▶ Request 1
Pull out every line of the records that contains the word "tree", matching case exactly.

▶ Source passage
········
When process maps fail at process management

We maintain huge to-do lists and project management tools; meetings to bring everyone onto the same page are at the core of our workdays; we draw detailed diagrams to understand and optimize organizational processes. But still: most of us suffer from issues resulting from mis-communication. The work result is inferior, the resulting emotions can be located somewhere around dissatisfaction, frustration, anger and resignation.

Bad communication – how can that be, after we’ve set up processes for every single step of the work routine? 

After carefully feeding all the PM tools and to-do lists?

After talking things through, again and again, in dozens of meetings?

There is one thing that a theoretical process model can’t guarantee: the actual extent of adoption. Sometimes processes are simply not followed due to tools being unaccessible, social matters, or simply a lack of time.
········
▶ Given information
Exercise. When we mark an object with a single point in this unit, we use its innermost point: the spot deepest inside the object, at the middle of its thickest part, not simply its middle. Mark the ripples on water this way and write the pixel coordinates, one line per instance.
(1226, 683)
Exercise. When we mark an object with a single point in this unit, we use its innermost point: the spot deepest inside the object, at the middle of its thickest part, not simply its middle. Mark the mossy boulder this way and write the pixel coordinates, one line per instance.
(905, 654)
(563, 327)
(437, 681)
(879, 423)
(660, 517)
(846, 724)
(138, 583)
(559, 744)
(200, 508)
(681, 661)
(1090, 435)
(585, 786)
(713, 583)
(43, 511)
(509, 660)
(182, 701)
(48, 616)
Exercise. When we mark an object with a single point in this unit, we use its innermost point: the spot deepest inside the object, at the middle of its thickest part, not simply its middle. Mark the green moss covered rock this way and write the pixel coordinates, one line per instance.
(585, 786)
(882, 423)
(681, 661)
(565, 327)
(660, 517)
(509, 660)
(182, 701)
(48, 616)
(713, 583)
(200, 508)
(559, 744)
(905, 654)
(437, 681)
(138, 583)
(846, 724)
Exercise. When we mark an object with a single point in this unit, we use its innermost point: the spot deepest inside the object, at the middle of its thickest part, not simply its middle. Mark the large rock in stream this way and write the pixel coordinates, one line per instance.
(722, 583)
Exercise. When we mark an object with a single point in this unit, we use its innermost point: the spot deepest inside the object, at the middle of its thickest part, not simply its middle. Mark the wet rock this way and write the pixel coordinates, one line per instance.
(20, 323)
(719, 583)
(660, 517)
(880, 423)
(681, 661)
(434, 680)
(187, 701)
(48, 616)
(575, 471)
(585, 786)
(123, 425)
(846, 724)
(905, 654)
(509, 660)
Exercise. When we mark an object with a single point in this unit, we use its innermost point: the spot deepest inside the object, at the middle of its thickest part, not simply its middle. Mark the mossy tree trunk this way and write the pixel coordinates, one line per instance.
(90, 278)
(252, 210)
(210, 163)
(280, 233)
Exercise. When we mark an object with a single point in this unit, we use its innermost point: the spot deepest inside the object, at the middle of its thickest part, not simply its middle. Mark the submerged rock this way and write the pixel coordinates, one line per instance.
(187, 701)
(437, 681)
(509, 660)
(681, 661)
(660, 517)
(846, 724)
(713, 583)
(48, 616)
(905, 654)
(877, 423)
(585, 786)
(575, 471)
········
▶ Request 2
Name every emotion the passage on process maps attributes to the results of mis-communication.

▶ Full solution 1
Exercise. When we mark an object with a single point in this unit, we use its innermost point: the spot deepest inside the object, at the middle of its thickest part, not simply its middle. Mark the mossy tree trunk this way and write the pixel coordinates, one line per instance.

▶ Full solution 2
dissatisfaction
frustration
anger
resignation